QUOTED PASSAGE

Just wanted to add that you don't need external chemicals to do this sort of thing. It's pretty easy to learn to enter trance at will and then do things like, e.g. "Parental Timeline Re-imprinting" where you go back in time, give your parents resources to be better, then live forward a whole new life with the new, resourceful parents. Afterward your nervous system will respond as if the fictional, imaginary life was real. (The brain is an evolved organ, it always chooses the best available options. There isn't really any free will, because evolution.) Of course, this only really helps if lousy parenting was a source of your current problems.
Totally agree man!

But external chemicals may help some people (some people may be in a state where it's really hard for them to learn what may come a lot easier to folks like me and you~~not everyone is good at navigating their own internal terrain).

Just like you don't need a therapist to guide you, but everyone has different capabilities to do so themselves, and therapist can benefit. I know how to do this, sounds like you know too, even folks like us who know how to do it themselves, I think should be open to the experience of being guided by someone else to see what it's like.

This re-timelining can be used for many things. And it's not fiction. Your body makes it real, and it's more real than that, too.

I think chemistry helps, it's not strictly necessary, but there's a whole lot of psych (placebo etc), and structural (makes more sense as a therapy / economic activity in that industry to combine with an agent, probably lead to that therapy getting more traction and helping more people), and real (chemistry clearly helps, ancients have been using it) reasons that make the combination therapy of chemistry plus therapist a really good option to be generally available! :)

I am not with you on there's no free will. There's definitely free will. (and it can be a cope to pretend there's not, I think, because it gets you out of personal responsibility, a thing lots of folks have an issue with!). Because it's a choice. I mean, there's even a choice to rewrite your story in the ways we're talking about. That's clearly free will, to you, right?

> The actual factual events are such a small part of the story. Everything else is interpretation.

This is why it is important to forgive your parents. They interpret events differently and it usually isn’t until you become a parent yourself do you develop enough empathy to see how those interpretations came to be.

Oof, as a psychologist that deals a lot with people who were abused and mistreated, this is a pretty big generalization.

Yes, as we age we come to see things from a more experienced perspective and the perspectives of the adults we grew up with and change, but going all the way to "that is why it is important to forgive your parents" is a big big step.

It is typically a good idea to try to get to forgiveness, you're right, but there's a lot of very indefensible behavior out there.

I think it's fair to say it's something we should all strive for if we're able.
You may have a skewed view of the frequency of that level of abuse, due to the (very important) work you do. When it comes to humans there are exceptions to every rule, but not every single exception needs be called out. Not everything is “problematic” nor worth an “oof”.
It’s simply an example, though a somewhat extreme one, of the problem with the GP’s generalization.

I think it actually relates to the original article. There’s a difference between mere interpretation and what actually happened.

“You should forgive your parents, because one day you’ll be older and see their perspective” collapses “interpretations develop and mature” with “some events are a problem”.

Referring-expression pointing data:

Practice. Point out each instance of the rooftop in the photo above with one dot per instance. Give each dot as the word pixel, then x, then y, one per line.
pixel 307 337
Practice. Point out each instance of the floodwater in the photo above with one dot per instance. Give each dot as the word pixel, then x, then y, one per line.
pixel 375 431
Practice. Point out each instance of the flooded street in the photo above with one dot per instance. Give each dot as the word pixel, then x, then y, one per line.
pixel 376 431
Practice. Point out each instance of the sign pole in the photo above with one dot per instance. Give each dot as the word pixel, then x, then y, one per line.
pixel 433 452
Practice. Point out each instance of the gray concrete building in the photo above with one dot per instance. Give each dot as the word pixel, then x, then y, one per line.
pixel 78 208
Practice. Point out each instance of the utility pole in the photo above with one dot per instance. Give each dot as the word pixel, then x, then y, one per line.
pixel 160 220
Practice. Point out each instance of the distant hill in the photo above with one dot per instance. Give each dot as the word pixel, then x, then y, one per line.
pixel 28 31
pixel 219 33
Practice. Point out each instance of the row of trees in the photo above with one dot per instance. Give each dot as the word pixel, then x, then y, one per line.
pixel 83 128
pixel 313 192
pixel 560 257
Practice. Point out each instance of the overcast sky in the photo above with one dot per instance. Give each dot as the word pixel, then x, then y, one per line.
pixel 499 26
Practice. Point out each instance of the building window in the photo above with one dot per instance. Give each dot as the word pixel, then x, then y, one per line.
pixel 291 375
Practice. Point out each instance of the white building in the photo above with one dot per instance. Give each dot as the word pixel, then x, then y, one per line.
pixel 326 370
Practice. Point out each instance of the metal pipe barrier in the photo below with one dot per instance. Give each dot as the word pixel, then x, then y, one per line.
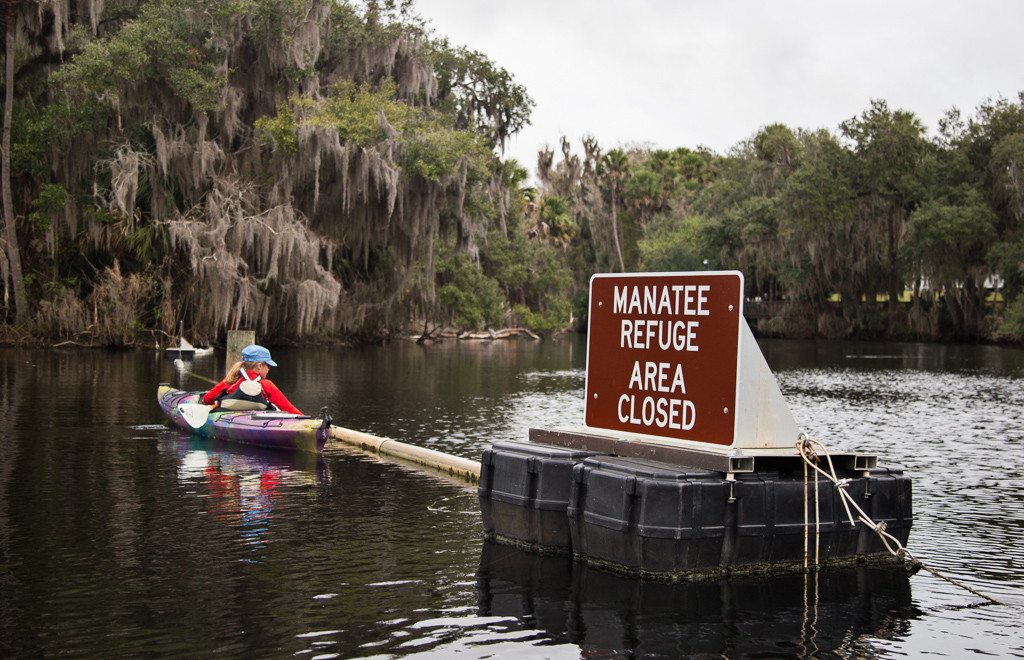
pixel 437 460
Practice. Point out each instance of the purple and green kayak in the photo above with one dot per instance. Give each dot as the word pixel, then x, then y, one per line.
pixel 261 428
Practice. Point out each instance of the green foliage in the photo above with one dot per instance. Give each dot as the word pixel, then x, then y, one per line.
pixel 482 97
pixel 167 44
pixel 367 117
pixel 280 131
pixel 473 300
pixel 673 245
pixel 1013 321
pixel 51 200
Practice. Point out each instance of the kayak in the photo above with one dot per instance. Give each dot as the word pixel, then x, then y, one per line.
pixel 261 428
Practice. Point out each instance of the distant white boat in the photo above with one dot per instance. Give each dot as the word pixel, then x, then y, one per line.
pixel 185 351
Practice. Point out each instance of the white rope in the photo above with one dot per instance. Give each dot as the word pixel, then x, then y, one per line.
pixel 810 455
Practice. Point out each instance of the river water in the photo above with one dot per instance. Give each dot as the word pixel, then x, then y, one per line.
pixel 121 537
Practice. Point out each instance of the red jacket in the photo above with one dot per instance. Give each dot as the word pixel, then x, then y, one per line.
pixel 270 391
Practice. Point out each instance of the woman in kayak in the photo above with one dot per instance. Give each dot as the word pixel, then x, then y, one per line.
pixel 246 387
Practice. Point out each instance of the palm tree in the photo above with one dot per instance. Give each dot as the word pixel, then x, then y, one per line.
pixel 614 170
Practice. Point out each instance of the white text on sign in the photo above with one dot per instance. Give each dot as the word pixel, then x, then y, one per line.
pixel 667 335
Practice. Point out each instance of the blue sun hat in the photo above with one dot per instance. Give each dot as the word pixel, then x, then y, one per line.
pixel 256 353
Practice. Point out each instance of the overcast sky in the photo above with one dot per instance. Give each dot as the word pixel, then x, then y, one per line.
pixel 711 73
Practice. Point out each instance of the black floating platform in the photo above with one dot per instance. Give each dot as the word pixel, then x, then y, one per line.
pixel 672 521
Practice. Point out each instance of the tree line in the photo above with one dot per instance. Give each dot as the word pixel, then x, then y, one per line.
pixel 318 169
pixel 873 230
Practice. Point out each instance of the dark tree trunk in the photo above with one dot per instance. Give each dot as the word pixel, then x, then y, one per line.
pixel 13 256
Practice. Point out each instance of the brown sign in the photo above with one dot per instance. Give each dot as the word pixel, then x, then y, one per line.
pixel 663 354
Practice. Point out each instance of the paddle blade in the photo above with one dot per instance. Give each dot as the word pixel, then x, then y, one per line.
pixel 195 414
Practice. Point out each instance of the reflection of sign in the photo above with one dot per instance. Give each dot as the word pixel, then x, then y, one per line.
pixel 663 354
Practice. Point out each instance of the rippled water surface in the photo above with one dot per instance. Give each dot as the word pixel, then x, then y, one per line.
pixel 121 537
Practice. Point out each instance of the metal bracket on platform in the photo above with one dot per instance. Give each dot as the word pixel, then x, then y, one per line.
pixel 725 460
pixel 715 460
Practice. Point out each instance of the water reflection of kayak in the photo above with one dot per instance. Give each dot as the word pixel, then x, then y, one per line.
pixel 261 428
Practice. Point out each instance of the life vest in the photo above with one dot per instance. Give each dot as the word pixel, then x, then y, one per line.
pixel 246 395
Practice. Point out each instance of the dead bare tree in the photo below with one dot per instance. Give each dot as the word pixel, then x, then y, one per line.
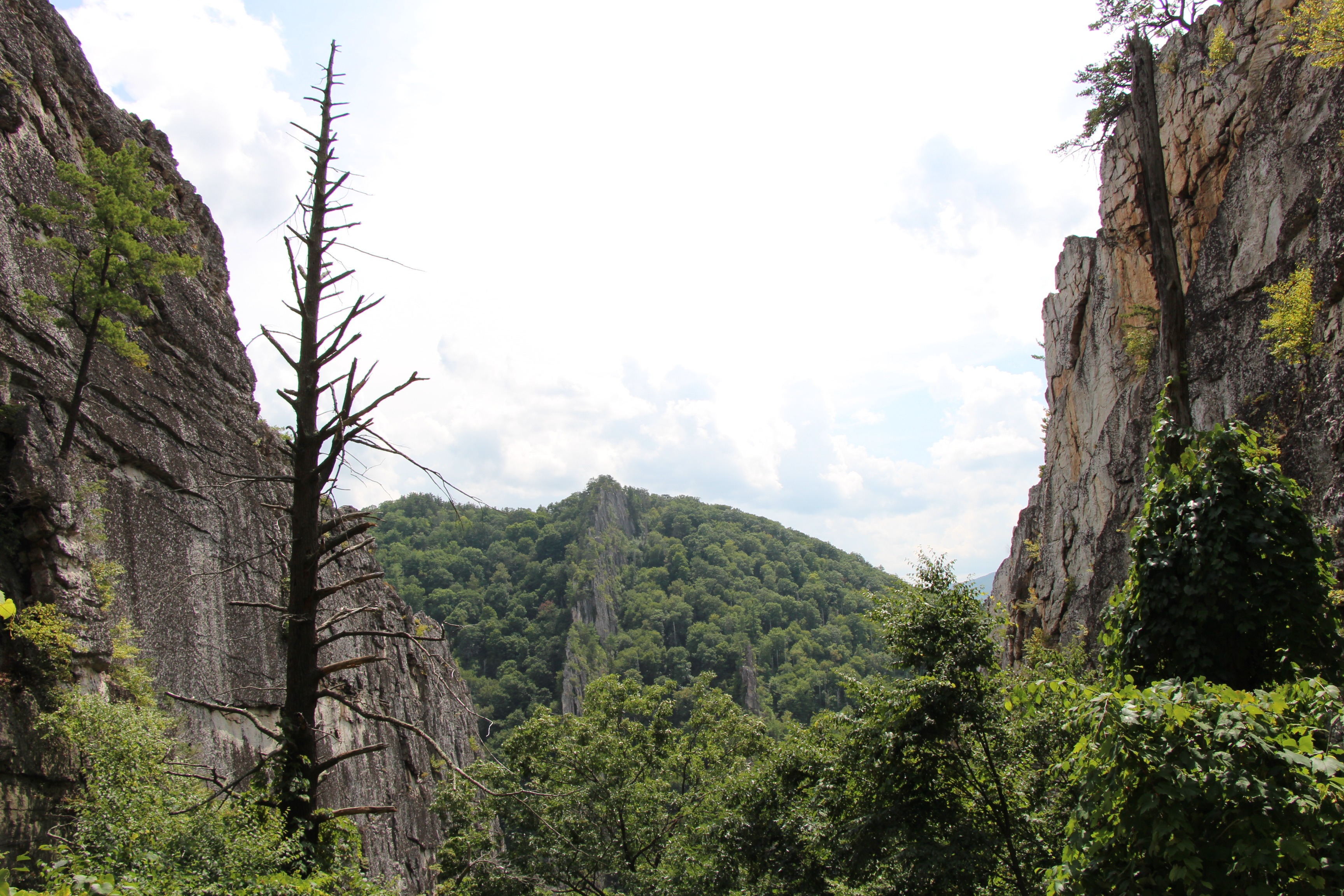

INSTRUCTIONS
1 > In the discussion thread, what technique is offered as an example of something a person can do after learning to enter trance at will?
2 > List the kinds of reasons the discussion thread names for making combination therapy of chemistry plus a therapist generally available.
You don't need the entries for these tasks.

RESULTS OF THE EXERCISE
1 > "Parental Timeline Re-imprinting."

2 >
- Psych (placebo etc.)
- Structural (it makes more sense as a therapy or economic activity in that industry to combine with an agent)
- Real (chemistry clearly helps, and ancients have been using it)